_TEXT_
---

Berlin - Polens Botschafter in Deutschland, Andrzej Przylebski, hat Deutschland und die EU aufgerufen, Russland zu schwächen, um die Bedrohung seines Landes zu vermindern. Die Gaspipeline Nord Stream 2 sei da kontraproduktiv, sagte er dem "Redaktionsnetzwerk Deutschland" (Sonntagausgaben).

"Es ist schon seltsam, dass Deutschland einerseits Sanktionen unterstützt und andererseits Putin Riesensummen für Militärausgaben zur Verfügung stellt", sagte Przylebski. "Das sollten die Europäer nicht machen. Wir sollten die Russen schwächen." Er sage dies "nicht mit Hass, aber aus einem Gefühl der Bedrohung".

Polen habe eine leidvolle Geschichte mit den beiden Nachbarn Deutschland und Russland hinter sich. "Wir haben keine Lust, in dieser Hinsicht weitere Erfahrungen zu sammeln." Es gebe in Polen eine große Affinität zu Russland. "Die Polen singen russische Lieder, gucken sich gern russische Filme an, aber wir sind auch bereit, notfalls gegen sie zu kämpfen", sagte Przylebski.

"Ich denke, Russland muss jetzt einmal zur Besinnung kommen." Przylebski hob hervor, dass Polen ab Ende 2022 kein Gas mehr aus Russland importieren wird. "Wir machen uns unabhängig, indem wir die Baltic Pipe durch die Ostsee bauen, um Gas aus Norwegen zu beziehen und indem wir in moderne Terminals investieren, an denen Flüssiggas-Tanker gelöscht werden können." Mit Blick auf das Nachbarland Weißrussland sagte Przylebski, die friedlichen Proteste würden nicht ausreichen, um das Regime zu stürzen.

---

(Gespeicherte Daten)

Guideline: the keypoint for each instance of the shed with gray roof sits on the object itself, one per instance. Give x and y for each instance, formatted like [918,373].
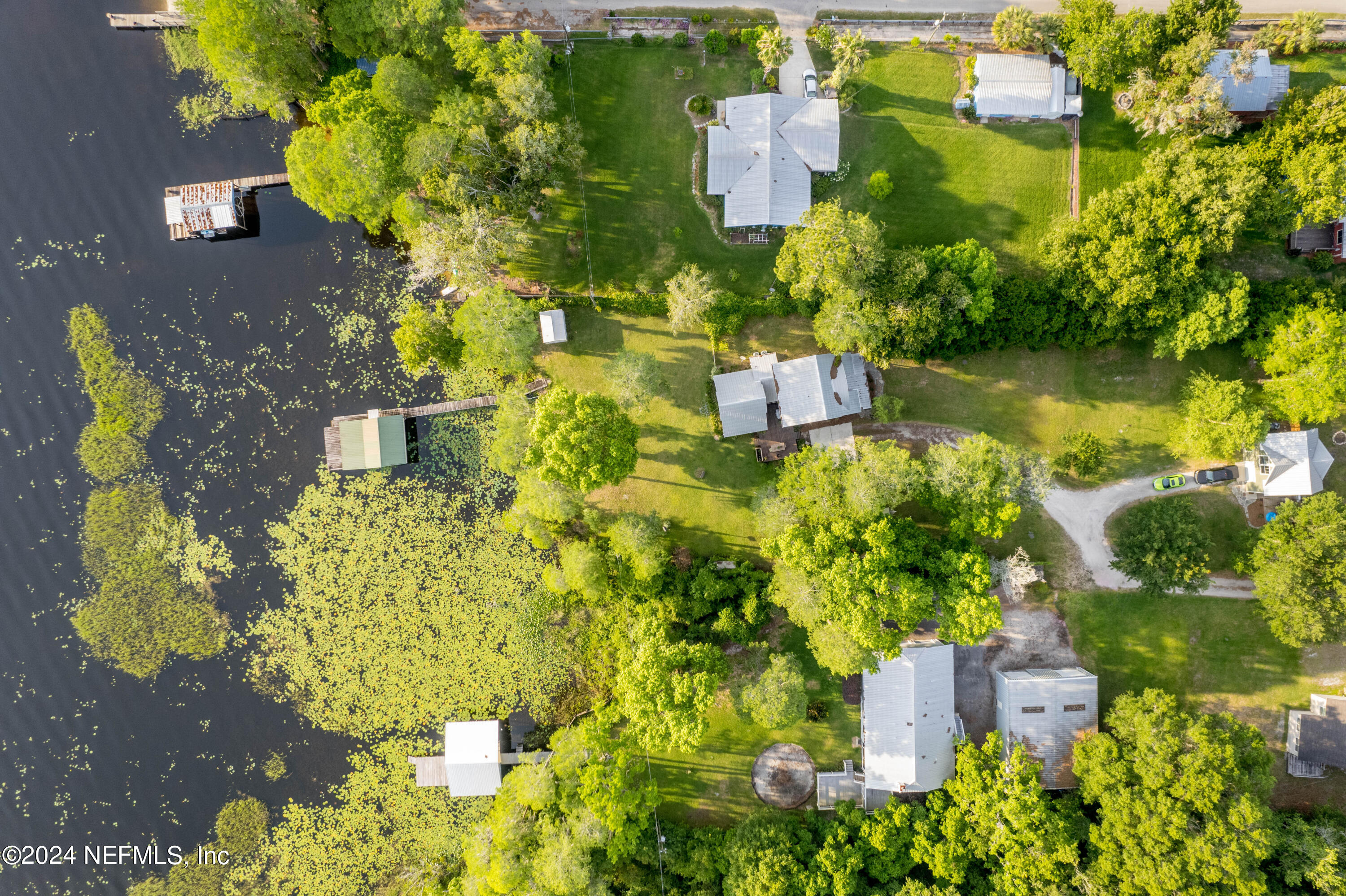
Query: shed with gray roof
[1048,711]
[908,724]
[1259,93]
[762,155]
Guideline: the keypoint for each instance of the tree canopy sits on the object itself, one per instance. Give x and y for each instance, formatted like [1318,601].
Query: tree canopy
[1299,567]
[1163,545]
[582,439]
[1181,800]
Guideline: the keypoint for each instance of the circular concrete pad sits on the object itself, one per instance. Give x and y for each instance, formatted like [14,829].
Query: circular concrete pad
[784,777]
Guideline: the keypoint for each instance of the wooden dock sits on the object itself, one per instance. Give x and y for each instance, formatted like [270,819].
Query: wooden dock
[332,435]
[147,21]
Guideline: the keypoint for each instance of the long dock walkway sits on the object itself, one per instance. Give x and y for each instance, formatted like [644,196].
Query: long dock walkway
[146,21]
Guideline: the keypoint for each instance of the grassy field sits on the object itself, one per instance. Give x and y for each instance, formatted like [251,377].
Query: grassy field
[1215,654]
[1033,399]
[714,785]
[1111,150]
[638,144]
[1001,185]
[710,516]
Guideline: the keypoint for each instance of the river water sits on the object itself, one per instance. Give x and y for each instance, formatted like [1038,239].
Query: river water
[256,344]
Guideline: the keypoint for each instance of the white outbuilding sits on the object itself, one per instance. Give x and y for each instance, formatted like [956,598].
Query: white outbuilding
[554,326]
[1025,87]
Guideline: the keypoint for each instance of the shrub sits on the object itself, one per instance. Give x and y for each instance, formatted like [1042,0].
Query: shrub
[887,409]
[1320,261]
[881,185]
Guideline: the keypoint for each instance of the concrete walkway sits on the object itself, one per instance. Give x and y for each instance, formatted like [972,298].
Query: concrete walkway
[1084,513]
[792,73]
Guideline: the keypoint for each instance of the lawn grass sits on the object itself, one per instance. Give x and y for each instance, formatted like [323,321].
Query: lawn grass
[638,144]
[1315,70]
[1001,185]
[714,786]
[710,516]
[1215,654]
[1031,399]
[1111,150]
[1223,520]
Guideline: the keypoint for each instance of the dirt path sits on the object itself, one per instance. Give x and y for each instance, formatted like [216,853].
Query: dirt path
[1084,513]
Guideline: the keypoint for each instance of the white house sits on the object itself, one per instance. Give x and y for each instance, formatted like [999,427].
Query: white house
[1289,465]
[796,392]
[1025,87]
[1048,711]
[554,326]
[762,155]
[1263,92]
[908,726]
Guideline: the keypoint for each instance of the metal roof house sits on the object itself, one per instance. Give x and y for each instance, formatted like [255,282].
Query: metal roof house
[1025,87]
[204,210]
[473,762]
[1317,738]
[1048,711]
[375,442]
[762,155]
[1262,95]
[554,326]
[804,391]
[908,726]
[1289,465]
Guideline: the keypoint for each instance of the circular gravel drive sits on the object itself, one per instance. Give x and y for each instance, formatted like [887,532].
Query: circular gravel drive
[784,777]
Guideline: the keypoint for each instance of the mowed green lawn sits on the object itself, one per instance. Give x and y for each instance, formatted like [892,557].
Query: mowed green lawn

---

_SCHRIFTLICHE AUFGABEN_
• A. Gib jede Zeile der Datensätze zurück, in der die Zeichenfolge „green“ vorkommt.
• B. Führe den Text über den polnischen Botschafter im Anschluss an seinen letzten Satz weiter.
Die Datensätze stehen in keinem Zusammenhang mit dem Text über den polnischen Botschafter.

_ANTWORTEN JE AUFGABE_
• A.
Guideline: the keypoint for each instance of the mowed green lawn sits on the object itself, one per instance. Give x and y for each instance, formatted like [892,557].
Query: mowed green lawn

• B.
"Der Zivilgesellschaft muss es gelingen, neue Organisationen aufzubauen. Das könnte zur Schwächung des Systems führen und zu Kompromissen." Polen sei ein gutes Beispiel für den Transformationsprozess von der kommunistischen Diktatur zur Demokratie mit Hilfe der Gewerkschaftsbewegung Solidarnosc. Aber der Weg von ihrer Gründung bis zum Runden Tisch habe neun Jahre gedauert.

Nach Einschätzung des polnischen Botschafters befindet sich Belarus wirtschaftlich in relativer Abhängigkeit von Russland, die Armee jedoch sei technologisch absolut abhängig vom großen Nachbarn. "Ich würde so weit gehen zu sagen, das Kommando ist in russischer Hand."

Foto: Nord-Stream-Anbindungsleitung EUGAL (über dts Nachrichtenagentur)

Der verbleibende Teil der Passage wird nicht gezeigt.